PROVIDED TEXT:
Some issues are hard to process.
The effects of a traumatic event (e.g., car accident, natural disaster, violence) can create continual distress, making you stay on guard, waiting for the event to reoccur. Suddenly, something can happen to trigger those feeling you had from that past event, making you relive it again. Living with trauma can impact you emotionally and physically, keeping you stuck.
Sometimes, it’s not even just one event that creates trauma, but an accumulation of negative experiences and lack of adequate support and care afterward.
Difficult and unresolved experiences from the past also can cause anxiety or depression, making it hard to get through the day.
Grief, loss, phobias, and other problems can linger, making it difficult to process and move on with your life. Under these circumstances, living an everyday life seems impossible.
EMDR may be the solution to your problem.
Eye Movement Desensitization and Reprocessing, or EMDR therapy, is a well-researched and effective treatment for trauma, anxiety, depression, phobias, and other issues. It is one of the Veteran Administration’s top recommended treatments for veterans dealing with war trauma.
This form of therapy has been studied and shown to be effective with victims of sexual assault, survivors of natural disasters, and many other populations. EMDR has been used with adults and kids, in group settings, and online.
EMDR involves Bilateral Stimulation or BLS that stimulates and calls into action various parts of your brain that control different mental and physical functions to work together to process fragmented and disturbing memories.
BLS involves alternating tapping on your knees or with hands crossed in front of your chest in a “butterfly hug” or moving your eyes back and forth or listening to auditory tones that move from one ear to the other, back and forth. I know it sounds (and looks) a bit strange, but it is an important part of why EMDR works!
Desensitization helps minimize the effects of triggers.
Triggers can come from external situations like smells, sounds, voices, and images and internal occurrences such as thoughts, emotions, and body sensations.

ASSIGNED TASK A: In the EMDR therapy text, what does the abbreviation BLS stand for?
ASSIGNED TASK B: Write the next part of the EMDR therapy text, picking up right after its final sentence.

DATA RECORDS:
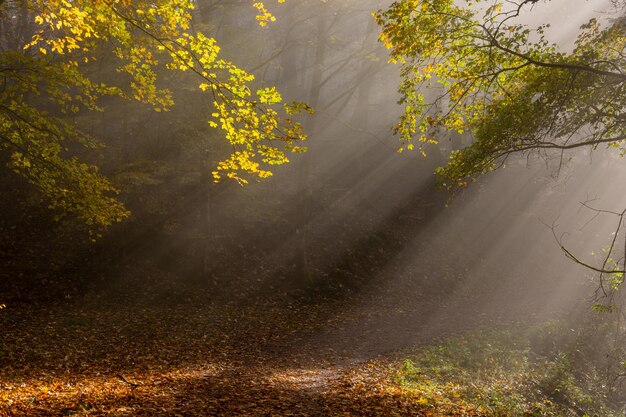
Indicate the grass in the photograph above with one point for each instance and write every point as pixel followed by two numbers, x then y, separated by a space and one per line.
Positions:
pixel 502 373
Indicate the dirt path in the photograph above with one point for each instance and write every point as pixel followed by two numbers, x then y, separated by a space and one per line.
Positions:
pixel 197 358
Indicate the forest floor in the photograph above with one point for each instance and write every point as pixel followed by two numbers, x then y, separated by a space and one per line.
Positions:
pixel 105 355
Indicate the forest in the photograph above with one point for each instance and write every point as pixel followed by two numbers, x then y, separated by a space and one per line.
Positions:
pixel 312 208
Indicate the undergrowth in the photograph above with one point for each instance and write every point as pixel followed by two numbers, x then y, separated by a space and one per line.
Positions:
pixel 508 373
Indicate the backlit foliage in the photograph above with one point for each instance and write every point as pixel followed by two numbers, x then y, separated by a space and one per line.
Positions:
pixel 47 81
pixel 503 82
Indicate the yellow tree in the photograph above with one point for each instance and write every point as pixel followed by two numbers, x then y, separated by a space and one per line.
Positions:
pixel 46 81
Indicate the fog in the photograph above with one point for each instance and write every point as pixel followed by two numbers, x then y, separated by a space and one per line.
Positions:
pixel 352 229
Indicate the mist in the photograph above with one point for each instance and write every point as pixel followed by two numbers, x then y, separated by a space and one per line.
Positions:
pixel 349 253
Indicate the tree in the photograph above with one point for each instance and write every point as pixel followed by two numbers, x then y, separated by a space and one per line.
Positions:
pixel 48 81
pixel 505 84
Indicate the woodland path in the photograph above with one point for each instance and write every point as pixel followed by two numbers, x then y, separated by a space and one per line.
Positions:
pixel 192 357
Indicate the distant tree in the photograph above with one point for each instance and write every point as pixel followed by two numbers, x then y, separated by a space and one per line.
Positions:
pixel 503 82
pixel 508 87
pixel 47 81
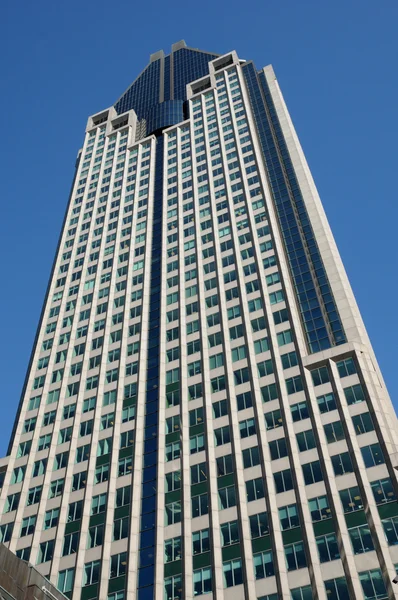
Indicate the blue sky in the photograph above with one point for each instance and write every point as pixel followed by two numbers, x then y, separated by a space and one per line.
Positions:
pixel 62 61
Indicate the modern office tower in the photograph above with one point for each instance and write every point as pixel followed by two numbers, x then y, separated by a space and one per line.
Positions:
pixel 203 412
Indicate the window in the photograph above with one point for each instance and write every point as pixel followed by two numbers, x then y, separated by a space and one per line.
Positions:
pixel 202 581
pixel 284 337
pixel 95 536
pixel 173 513
pixel 198 473
pixel 305 440
pixel 123 496
pixel 303 593
pixel 346 367
pixel 197 443
pixel 354 394
pixel 251 457
pixel 200 505
pixel 362 423
pixel 327 547
pixel 254 489
pixel 229 533
pixel 273 419
pixel 172 481
pixel 319 508
pixel 259 525
pixel 361 539
pixel 195 417
pixel 312 472
pixel 46 551
pixel 65 580
pixel 34 495
pixel 326 403
pixel 12 502
pixel 295 556
pixel 28 525
pixel 75 511
pixel 294 384
pixel 390 527
pixel 373 585
pixel 226 497
pixel 342 463
pixel 51 518
pixel 172 550
pixel 118 564
pixel 173 588
pixel 283 481
pixel 334 432
pixel 244 400
pixel 289 360
pixel 233 573
pixel 91 572
pixel 299 411
pixel 220 409
pixel 104 446
pixel 320 376
pixel 278 448
pixel 372 455
pixel 247 428
pixel 383 490
pixel 336 589
pixel 56 488
pixel 71 543
pixel 225 465
pixel 288 517
pixel 98 504
pixel 222 435
pixel 173 451
pixel 263 565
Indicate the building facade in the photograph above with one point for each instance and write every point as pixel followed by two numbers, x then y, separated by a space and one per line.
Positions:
pixel 203 412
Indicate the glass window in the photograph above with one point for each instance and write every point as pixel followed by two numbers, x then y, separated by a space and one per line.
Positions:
pixel 337 589
pixel 334 432
pixel 373 585
pixel 372 455
pixel 312 472
pixel 305 440
pixel 390 527
pixel 346 367
pixel 295 556
pixel 299 411
pixel 172 550
pixel 327 547
pixel 383 490
pixel 303 593
pixel 319 508
pixel 233 573
pixel 361 539
pixel 200 541
pixel 258 525
pixel 342 463
pixel 288 516
pixel 362 423
pixel 202 583
pixel 326 403
pixel 173 588
pixel 351 499
pixel 229 533
pixel 263 565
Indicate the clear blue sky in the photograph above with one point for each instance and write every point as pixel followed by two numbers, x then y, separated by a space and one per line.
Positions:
pixel 63 61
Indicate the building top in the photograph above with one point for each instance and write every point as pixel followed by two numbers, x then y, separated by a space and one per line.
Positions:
pixel 157 95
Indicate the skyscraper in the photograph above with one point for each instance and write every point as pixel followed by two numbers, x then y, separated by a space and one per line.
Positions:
pixel 203 412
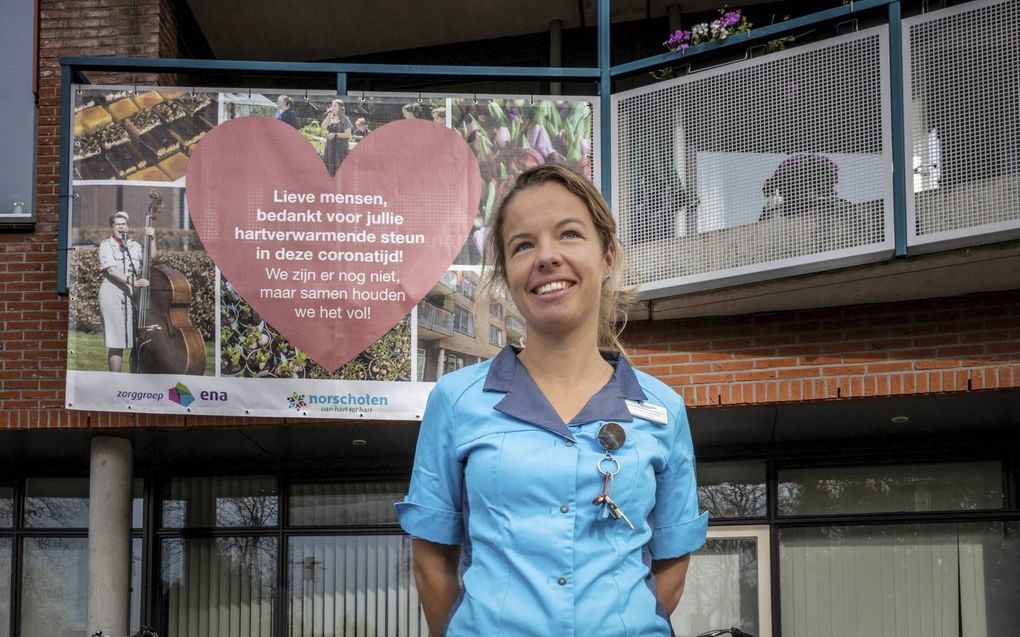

TASK OUTPUT A: Bilateral Stimulation.

TASK OUTPUT B:
Those triggers can hijack your nervous system, causing a fight or flight response or a dissociative or “shut down” response. That response is not based on an actual current threat but on an echo or remembrance of a previous negative experience.
EMDR acts as a calibration to your internal alarm system, allowing you to be less responsive to the past so that you can be more aware and rational in the present. Then, triggers will cease to bother you so much.
Reprocessing refers to your beliefs about yourself and the world.
Reprocessing helps you move from “How am I ever going to get over that this happened to me?” or “I’m damaged” to having more accurate, helpful, and positive beliefs.
Not only will you know these new beliefs to be valid rationally, but you will also feel them to be true emotionally and within your whole body. It will help you embrace your strengths, resources, and personal agency.
Moreover, you will gain a better connection and communication between parts of your brain and body containing positive information about your strengths to the ones that hold onto hurt and struggles.
Recovery is possible!
I have witnessed EMDR help my clients recover from difficult experiences faster and more completely than talk therapy alone.
I am certified in EMDR by the EMDR International Association (EMDRIA) and have used this treatment with clients for over five years.